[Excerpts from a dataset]

-----

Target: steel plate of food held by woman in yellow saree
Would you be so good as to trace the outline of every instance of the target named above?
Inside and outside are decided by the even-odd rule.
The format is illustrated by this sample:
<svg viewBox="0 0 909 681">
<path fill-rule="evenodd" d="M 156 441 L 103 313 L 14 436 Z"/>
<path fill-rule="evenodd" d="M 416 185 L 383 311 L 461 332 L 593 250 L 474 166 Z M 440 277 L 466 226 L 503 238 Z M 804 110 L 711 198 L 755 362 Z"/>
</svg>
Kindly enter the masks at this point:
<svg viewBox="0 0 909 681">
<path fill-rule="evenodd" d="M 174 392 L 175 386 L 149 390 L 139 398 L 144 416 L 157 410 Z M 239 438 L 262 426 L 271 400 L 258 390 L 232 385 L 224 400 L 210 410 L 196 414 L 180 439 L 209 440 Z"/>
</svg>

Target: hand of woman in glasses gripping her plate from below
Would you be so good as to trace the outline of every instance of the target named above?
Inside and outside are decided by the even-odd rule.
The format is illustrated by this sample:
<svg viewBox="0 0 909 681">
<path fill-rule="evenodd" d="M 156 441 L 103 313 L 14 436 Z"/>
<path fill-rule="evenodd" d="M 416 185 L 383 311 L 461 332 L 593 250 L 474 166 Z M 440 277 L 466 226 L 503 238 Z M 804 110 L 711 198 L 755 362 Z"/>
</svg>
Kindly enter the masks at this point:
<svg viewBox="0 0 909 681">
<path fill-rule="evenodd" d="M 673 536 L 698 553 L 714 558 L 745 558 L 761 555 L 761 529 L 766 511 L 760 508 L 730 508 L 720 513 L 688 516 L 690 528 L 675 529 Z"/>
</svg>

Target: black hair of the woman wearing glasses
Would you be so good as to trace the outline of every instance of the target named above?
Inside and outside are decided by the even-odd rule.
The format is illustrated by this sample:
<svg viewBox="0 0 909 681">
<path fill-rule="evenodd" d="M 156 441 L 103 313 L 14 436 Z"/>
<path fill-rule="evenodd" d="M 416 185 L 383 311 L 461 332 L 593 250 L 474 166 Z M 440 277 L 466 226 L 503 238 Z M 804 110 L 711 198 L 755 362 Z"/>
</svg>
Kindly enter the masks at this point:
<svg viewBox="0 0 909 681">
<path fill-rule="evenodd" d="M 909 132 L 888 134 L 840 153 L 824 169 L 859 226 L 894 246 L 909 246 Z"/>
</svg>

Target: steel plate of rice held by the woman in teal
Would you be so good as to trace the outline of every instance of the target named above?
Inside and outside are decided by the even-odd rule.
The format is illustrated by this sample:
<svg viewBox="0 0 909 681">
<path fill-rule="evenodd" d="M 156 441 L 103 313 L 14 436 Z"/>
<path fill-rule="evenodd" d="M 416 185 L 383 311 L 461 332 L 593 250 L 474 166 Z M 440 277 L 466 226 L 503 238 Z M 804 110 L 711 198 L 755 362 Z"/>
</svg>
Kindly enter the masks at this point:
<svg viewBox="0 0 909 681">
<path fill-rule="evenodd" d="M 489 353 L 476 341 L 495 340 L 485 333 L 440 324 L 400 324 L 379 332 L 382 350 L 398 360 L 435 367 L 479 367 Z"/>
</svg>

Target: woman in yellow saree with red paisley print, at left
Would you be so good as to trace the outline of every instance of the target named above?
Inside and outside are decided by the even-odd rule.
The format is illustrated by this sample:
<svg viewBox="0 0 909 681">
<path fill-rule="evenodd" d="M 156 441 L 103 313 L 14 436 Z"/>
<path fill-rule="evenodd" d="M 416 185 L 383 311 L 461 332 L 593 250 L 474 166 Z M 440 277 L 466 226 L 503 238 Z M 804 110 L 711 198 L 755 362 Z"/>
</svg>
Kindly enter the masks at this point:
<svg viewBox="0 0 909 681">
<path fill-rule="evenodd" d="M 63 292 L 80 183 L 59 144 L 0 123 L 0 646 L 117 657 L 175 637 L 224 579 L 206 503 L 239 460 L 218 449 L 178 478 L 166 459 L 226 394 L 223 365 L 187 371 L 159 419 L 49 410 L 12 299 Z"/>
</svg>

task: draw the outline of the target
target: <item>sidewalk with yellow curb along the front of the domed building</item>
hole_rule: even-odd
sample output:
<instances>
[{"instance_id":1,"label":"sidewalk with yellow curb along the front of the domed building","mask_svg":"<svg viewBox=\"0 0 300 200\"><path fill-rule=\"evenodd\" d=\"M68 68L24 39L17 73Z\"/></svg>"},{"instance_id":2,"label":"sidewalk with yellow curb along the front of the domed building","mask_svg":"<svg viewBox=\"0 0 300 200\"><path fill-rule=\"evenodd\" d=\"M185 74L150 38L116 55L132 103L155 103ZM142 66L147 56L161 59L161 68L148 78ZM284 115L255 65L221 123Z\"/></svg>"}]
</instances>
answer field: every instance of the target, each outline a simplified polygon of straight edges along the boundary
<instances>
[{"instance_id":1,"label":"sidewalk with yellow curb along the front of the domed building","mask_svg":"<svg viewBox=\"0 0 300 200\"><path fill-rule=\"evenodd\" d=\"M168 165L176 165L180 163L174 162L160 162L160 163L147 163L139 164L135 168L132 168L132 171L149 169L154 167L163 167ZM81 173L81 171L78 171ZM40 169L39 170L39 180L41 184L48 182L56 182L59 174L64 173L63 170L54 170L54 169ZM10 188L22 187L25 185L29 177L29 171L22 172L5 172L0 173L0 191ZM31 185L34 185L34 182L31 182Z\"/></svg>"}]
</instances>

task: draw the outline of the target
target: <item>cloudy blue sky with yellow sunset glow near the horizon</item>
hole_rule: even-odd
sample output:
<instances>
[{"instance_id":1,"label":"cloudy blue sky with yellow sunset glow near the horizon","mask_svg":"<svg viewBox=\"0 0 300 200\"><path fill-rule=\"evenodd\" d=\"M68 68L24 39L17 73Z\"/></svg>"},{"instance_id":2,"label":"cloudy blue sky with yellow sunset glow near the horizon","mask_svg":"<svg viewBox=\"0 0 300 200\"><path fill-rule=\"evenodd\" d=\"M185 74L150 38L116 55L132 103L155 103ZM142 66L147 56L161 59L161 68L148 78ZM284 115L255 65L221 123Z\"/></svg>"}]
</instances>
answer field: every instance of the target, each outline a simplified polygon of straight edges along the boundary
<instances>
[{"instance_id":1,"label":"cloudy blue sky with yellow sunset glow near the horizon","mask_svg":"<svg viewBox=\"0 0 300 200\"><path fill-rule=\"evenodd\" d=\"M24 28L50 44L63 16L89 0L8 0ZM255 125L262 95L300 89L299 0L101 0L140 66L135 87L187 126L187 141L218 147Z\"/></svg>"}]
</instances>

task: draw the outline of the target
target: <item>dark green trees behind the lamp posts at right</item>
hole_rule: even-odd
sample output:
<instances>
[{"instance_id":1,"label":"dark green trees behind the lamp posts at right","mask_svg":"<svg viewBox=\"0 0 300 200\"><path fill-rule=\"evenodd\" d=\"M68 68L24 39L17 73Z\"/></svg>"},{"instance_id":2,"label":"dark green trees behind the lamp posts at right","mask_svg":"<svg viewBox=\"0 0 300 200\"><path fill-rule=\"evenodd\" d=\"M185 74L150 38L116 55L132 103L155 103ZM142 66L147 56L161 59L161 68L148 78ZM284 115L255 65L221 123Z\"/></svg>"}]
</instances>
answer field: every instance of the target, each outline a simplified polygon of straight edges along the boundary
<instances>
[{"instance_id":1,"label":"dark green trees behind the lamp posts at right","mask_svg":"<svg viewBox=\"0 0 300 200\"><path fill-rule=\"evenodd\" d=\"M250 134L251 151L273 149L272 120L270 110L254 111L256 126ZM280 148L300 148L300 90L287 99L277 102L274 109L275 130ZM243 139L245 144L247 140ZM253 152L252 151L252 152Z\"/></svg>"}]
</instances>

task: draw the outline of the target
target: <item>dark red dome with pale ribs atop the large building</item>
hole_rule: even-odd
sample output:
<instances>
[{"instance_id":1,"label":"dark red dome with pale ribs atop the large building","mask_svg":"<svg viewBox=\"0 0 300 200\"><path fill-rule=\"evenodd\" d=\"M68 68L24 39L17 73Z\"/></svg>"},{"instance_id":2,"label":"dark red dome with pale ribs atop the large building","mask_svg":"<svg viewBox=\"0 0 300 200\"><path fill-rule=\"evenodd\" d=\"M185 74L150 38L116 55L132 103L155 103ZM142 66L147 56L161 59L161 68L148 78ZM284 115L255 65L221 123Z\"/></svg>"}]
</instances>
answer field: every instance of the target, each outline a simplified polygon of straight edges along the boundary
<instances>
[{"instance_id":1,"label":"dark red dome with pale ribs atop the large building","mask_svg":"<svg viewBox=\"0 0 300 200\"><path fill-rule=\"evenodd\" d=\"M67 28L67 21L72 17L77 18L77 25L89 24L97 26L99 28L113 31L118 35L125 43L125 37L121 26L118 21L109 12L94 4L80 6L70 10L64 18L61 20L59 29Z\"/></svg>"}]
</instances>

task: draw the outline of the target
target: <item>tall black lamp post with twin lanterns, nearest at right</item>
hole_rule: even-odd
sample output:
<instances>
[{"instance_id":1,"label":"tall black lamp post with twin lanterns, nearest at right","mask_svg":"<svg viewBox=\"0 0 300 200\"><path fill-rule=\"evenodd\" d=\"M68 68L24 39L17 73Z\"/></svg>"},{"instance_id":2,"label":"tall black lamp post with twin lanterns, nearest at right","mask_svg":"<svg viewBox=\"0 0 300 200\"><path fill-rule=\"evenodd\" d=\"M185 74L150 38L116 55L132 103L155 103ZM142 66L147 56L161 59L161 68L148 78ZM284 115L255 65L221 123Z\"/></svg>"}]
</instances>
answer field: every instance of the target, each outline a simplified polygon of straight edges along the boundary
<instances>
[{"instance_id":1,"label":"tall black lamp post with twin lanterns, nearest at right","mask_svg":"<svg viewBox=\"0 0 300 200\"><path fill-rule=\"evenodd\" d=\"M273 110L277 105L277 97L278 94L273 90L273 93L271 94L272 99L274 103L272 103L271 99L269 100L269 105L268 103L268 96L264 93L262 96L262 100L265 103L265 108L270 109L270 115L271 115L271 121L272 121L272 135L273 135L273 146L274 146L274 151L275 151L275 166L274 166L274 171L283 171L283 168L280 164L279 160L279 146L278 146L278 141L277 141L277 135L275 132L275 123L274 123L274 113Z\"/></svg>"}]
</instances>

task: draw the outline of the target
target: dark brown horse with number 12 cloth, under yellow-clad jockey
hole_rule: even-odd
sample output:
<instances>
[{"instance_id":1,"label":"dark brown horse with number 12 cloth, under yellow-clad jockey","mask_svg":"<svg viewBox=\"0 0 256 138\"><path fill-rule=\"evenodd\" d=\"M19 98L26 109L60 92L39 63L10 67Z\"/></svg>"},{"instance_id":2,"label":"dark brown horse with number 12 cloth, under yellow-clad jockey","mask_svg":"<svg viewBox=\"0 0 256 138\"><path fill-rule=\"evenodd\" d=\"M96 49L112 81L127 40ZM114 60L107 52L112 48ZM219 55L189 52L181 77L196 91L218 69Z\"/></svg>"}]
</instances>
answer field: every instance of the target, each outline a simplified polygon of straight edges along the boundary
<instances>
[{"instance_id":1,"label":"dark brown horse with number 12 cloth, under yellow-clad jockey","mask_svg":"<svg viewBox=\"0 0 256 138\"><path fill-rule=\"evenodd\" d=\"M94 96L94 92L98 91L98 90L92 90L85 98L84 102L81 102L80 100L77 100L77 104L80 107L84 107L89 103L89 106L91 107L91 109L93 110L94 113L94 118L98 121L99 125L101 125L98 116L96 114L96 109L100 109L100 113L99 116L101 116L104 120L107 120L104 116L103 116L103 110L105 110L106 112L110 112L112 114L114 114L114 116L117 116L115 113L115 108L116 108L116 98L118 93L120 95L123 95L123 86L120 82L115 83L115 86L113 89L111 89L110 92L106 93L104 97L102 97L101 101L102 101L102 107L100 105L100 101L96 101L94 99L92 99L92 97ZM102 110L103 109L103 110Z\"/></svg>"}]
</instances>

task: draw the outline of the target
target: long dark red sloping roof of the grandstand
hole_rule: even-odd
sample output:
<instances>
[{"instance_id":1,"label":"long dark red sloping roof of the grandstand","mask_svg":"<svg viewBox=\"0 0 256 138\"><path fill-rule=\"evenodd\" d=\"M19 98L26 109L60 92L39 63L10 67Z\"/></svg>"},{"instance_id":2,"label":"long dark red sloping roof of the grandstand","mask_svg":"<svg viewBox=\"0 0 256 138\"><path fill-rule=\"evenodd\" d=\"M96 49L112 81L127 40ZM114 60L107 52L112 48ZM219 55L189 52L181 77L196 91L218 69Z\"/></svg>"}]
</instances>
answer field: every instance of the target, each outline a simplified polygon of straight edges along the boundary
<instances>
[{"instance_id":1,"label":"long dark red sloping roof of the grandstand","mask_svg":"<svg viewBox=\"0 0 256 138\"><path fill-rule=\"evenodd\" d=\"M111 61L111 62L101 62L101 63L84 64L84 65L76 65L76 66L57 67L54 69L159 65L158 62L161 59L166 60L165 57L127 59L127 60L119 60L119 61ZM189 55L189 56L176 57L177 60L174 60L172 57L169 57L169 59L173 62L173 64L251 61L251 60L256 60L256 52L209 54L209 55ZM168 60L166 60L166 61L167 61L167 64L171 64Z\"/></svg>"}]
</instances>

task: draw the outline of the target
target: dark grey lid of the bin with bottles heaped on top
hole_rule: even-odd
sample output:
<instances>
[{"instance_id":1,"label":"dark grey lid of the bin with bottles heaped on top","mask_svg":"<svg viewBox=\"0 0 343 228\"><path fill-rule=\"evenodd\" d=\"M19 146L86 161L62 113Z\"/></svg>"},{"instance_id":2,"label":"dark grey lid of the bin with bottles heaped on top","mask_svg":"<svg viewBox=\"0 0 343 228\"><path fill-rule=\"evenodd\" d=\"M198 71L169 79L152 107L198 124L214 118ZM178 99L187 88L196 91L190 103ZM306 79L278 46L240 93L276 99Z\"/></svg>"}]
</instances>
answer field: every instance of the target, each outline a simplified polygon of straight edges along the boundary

-----

● EXERCISE INSTRUCTIONS
Which lines hold the string "steel"? Copy all of them from the data above.

● COMPLETED EXERCISE
Target: steel plate of food held by woman in yellow saree
Target: steel plate of rice held by the woman in teal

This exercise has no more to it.